One Man's New Lease on Life

A liver transplant cured Michael Tuberdyck's hemophilia—and made him and his wife, Marilyn, staunch advocates for organ donation
Author: Michael and Marilyn Tuberdyck, as told to Leslie Pepper

Michael Tuberdyck: I found out I had hepatitis C sometime in the 1990s, which I contracted years before from tainted blood products. It’s a problem that many of us baby boomers with hemophilia have. Interferon was the first line of treatment for hep C at the time, and it caused months of all sorts of unpleasant side effects like dry mouth, exhaustion, headache and even mood changes. Luckily I was in pretty good health overall, and I endured the side effects as best I could.

Because we knew that hep C put me at a higher risk for liver cancer, my treatment center doctor did a scan every year. In 2014, the scan found something. I was diagnosed with liver cancer. Doctors at Roswell Park Comprehensive Cancer Center here in Buffalo treated it successfully with microwave ablation, which uses heat generated by microwave energy to destroy the tumors.

What this exercise asks:
[1] Answer these questions about the Tuberdyck story:
(a) What was the first line of treatment for hep C at the time?
(b) In what year did the yearly scan find something?
(c) What method did doctors at Roswell Park use to treat the liver cancer?
[2] In the Tuberdyck story, switch "side effects" to "reactions" and write out the passage from "One Man's New" up to and including "best I could.".
[3] Resume the Tuberdyck story after its final sentence.

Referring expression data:
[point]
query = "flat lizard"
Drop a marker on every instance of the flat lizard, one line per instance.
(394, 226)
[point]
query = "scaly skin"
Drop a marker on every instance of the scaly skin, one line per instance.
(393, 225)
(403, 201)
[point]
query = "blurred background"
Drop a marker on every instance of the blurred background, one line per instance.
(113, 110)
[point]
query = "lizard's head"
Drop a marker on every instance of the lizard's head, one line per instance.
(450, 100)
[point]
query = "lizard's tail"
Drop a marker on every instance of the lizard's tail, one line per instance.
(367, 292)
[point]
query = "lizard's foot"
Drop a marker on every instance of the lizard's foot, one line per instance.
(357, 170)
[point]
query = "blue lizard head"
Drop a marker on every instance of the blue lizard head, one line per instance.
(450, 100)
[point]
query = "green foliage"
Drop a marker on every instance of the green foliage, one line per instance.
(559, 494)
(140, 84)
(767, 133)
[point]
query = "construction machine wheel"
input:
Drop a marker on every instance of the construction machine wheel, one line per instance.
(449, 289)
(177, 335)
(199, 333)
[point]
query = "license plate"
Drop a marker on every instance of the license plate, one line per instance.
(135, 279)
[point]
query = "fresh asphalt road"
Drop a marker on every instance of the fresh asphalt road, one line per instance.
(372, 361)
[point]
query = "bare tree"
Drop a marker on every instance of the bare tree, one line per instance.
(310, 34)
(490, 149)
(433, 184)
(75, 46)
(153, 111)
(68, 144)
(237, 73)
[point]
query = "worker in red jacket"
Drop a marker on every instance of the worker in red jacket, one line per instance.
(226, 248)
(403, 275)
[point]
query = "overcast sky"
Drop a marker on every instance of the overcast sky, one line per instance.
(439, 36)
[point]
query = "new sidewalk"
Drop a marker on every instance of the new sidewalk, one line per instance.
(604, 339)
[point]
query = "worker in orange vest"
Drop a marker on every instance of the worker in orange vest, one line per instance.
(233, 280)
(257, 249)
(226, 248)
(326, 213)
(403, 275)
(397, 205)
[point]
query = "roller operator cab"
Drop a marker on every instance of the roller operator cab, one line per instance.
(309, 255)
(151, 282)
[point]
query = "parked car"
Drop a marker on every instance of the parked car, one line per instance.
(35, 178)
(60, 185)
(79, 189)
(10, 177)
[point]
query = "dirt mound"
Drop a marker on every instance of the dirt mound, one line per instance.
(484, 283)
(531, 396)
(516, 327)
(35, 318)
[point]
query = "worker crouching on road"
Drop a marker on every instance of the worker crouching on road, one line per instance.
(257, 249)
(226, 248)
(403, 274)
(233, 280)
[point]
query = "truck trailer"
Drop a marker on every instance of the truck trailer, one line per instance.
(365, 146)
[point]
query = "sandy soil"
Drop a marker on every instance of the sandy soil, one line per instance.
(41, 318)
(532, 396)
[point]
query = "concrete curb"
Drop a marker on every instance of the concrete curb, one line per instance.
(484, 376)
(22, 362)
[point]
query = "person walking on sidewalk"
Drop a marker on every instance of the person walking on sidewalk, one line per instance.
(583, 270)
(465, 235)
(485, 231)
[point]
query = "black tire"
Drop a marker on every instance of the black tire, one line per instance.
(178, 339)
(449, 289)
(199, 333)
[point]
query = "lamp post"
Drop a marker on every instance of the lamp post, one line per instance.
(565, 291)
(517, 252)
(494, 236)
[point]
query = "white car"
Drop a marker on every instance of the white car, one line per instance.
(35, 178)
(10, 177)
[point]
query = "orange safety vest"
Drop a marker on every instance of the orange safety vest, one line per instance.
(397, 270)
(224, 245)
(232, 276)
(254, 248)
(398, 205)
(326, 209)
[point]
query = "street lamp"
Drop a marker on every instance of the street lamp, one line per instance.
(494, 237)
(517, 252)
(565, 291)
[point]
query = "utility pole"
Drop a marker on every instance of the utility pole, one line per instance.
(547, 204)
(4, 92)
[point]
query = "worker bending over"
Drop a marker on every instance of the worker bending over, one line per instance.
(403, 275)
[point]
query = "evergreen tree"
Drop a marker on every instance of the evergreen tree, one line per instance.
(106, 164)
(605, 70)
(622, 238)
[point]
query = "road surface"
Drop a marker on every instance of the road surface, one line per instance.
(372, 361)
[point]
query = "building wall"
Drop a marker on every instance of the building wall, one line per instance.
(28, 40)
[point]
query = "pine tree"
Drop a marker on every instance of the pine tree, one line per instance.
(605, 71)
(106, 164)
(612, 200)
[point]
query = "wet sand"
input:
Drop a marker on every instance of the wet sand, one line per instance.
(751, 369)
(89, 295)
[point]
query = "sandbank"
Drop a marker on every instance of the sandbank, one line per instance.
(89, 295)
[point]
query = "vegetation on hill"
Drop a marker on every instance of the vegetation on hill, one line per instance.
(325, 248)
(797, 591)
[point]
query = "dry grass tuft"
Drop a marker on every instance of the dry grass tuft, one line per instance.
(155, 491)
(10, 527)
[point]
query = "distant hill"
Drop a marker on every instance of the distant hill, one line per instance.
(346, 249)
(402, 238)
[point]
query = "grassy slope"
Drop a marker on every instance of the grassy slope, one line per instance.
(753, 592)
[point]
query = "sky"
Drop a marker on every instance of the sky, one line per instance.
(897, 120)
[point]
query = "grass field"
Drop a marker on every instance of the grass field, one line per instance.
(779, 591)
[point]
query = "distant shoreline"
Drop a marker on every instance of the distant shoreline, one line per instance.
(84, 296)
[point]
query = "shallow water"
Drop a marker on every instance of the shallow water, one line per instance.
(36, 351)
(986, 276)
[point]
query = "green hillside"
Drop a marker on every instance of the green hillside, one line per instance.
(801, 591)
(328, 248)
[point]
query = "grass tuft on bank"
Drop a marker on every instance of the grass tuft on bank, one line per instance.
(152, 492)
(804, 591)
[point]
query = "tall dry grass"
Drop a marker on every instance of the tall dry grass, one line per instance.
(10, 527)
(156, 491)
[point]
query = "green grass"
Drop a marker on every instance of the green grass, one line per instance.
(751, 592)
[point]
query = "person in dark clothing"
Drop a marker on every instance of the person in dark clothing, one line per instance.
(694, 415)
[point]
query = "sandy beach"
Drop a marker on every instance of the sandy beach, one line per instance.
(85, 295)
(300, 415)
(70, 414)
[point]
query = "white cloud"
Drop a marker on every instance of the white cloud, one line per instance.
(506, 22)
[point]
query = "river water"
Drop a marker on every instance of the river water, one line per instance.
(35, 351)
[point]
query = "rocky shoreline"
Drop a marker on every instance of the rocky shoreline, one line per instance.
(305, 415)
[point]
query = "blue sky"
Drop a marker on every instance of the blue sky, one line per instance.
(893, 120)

Answers in order:
[1]
(a) Interferon
(b) 2014
(c) Microwave ablation

[2]
One Man's New Lease on Life

A liver transplant cured Michael Tuberdyck's hemophilia—and made him and his wife, Marilyn, staunch advocates for organ donation
Author: Michael and Marilyn Tuberdyck, as told to Leslie Pepper

Michael Tuberdyck: I found out I had hepatitis C sometime in the 1990s, which I contracted years before from tainted blood products. It’s a problem that many of us baby boomers with hemophilia have. Interferon was the first line of treatment for hep C at the time, and it caused months of all sorts of unpleasant reactions like dry mouth, exhaustion, headache and even mood changes. Luckily I was in pretty good health overall, and I endured the reactions as best I could.

[3]
Unfortunately, new tumors showed up two years later. Immediately, doctors at Roswell treated me with targeted chemotherapy. At that point, my doctors recommended a liver transplant because they suspected that even if they successfully killed the tumors again, they’d come back. I was able to get on the transplant list at the University of Pittsburgh Medical Center (UPMC). That’s when my wife, Marilyn, sprang into action.

 

Marilyn Tuberdyck: I contacted as many news outlets as I could in order to get the word out that we were looking for a living donor. The transplant coordinator at UPMC encouraged us to look for a living donor because surgery can be scheduled instead of being done on an emergency basis. It can also shorten the time on the waiting list by months or even years.

A living donor just donates a small part of his or her liver, which will then regenerate. The small portion donated to the transplant patient will grow into full size. I asked everyone to mark their driver’s licenses as organ donors.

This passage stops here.